- [Entries shown]:

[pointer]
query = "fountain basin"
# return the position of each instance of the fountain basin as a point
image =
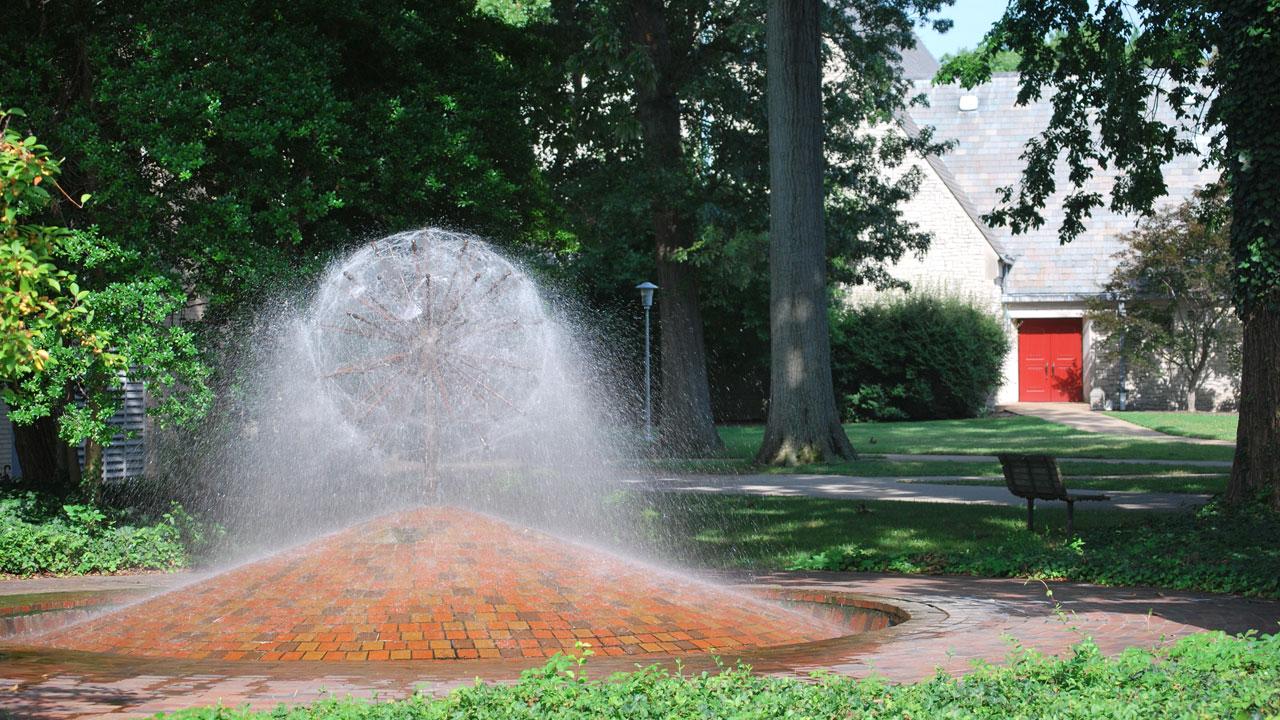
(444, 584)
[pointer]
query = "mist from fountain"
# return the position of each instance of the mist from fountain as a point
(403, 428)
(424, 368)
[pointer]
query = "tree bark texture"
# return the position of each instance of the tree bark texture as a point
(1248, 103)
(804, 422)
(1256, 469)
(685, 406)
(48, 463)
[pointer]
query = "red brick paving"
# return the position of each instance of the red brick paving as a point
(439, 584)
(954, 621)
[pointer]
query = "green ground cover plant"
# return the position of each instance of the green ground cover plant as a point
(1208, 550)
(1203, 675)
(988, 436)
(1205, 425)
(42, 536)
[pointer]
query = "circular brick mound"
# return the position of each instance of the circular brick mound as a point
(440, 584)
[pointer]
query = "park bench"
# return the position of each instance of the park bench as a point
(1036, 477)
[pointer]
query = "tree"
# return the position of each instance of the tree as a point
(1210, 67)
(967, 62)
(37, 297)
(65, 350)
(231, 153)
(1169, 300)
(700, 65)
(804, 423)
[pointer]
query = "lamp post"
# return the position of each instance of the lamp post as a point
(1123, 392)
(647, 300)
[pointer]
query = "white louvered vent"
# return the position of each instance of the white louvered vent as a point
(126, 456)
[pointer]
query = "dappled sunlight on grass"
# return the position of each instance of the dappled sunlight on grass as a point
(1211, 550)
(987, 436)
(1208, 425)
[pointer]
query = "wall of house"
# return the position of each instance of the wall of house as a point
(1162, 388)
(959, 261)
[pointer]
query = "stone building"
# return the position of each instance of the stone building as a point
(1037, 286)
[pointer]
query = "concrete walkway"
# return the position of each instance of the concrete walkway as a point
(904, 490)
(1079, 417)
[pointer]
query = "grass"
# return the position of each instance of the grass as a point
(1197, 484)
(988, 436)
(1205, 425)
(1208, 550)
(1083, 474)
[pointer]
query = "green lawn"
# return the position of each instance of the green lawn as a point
* * *
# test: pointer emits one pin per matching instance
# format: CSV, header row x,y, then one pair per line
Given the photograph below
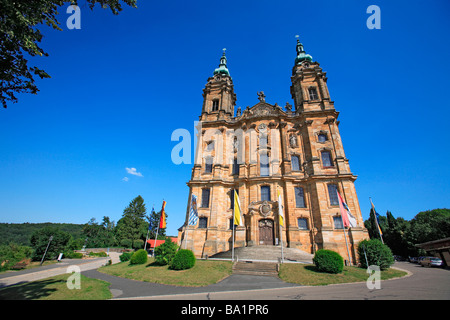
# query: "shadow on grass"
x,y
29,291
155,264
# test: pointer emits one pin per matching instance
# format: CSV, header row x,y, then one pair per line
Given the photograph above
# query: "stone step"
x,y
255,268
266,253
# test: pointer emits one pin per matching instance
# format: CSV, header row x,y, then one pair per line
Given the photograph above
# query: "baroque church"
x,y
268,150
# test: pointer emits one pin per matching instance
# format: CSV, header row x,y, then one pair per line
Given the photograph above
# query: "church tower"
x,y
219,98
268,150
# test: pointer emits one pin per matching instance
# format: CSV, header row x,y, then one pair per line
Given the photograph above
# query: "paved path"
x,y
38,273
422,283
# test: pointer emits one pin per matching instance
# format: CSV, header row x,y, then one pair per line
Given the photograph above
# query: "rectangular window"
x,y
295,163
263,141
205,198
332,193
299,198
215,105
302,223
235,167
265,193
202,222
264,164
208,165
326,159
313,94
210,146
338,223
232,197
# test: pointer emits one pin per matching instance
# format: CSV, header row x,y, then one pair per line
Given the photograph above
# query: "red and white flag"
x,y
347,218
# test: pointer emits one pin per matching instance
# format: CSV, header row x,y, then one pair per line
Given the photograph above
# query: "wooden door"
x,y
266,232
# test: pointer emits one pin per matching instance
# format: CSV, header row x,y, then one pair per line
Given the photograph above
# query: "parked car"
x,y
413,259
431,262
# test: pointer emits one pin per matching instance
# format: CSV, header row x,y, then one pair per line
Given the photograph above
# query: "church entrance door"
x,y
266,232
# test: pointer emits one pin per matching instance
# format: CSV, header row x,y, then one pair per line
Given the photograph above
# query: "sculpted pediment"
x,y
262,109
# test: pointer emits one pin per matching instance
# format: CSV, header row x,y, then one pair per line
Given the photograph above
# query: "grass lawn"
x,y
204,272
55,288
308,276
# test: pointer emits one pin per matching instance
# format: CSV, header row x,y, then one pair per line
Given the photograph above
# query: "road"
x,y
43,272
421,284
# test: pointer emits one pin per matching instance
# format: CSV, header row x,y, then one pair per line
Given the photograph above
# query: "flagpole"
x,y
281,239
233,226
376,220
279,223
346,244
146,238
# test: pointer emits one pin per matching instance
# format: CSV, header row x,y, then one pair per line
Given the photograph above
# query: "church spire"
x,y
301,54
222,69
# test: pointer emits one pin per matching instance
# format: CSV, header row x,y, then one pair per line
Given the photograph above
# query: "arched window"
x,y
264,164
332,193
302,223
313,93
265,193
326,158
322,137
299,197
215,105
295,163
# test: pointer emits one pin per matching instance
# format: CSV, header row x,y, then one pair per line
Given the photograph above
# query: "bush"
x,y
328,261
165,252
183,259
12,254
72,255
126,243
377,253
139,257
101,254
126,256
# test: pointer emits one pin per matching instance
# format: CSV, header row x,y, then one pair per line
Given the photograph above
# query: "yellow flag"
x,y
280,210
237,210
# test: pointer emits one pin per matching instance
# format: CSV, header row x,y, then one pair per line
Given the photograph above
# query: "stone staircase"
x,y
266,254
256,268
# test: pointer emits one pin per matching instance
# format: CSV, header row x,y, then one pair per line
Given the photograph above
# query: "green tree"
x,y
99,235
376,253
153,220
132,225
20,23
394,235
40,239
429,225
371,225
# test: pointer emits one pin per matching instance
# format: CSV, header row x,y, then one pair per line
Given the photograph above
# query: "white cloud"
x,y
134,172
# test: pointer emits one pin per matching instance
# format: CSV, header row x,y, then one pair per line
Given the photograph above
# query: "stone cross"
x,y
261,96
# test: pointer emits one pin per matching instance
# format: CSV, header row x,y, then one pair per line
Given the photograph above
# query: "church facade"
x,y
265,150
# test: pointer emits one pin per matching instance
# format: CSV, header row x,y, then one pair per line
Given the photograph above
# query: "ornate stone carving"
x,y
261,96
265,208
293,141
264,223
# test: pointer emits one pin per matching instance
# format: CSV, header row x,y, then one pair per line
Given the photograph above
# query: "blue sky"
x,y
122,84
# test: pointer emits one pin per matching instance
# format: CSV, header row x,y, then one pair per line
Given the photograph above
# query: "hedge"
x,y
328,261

- [Required work]:
Locate each line above that contains the word "from" and copy those lines.

- [The solution]:
query = "mist from fountain"
# return the position of each instance of the mist from fountain as a point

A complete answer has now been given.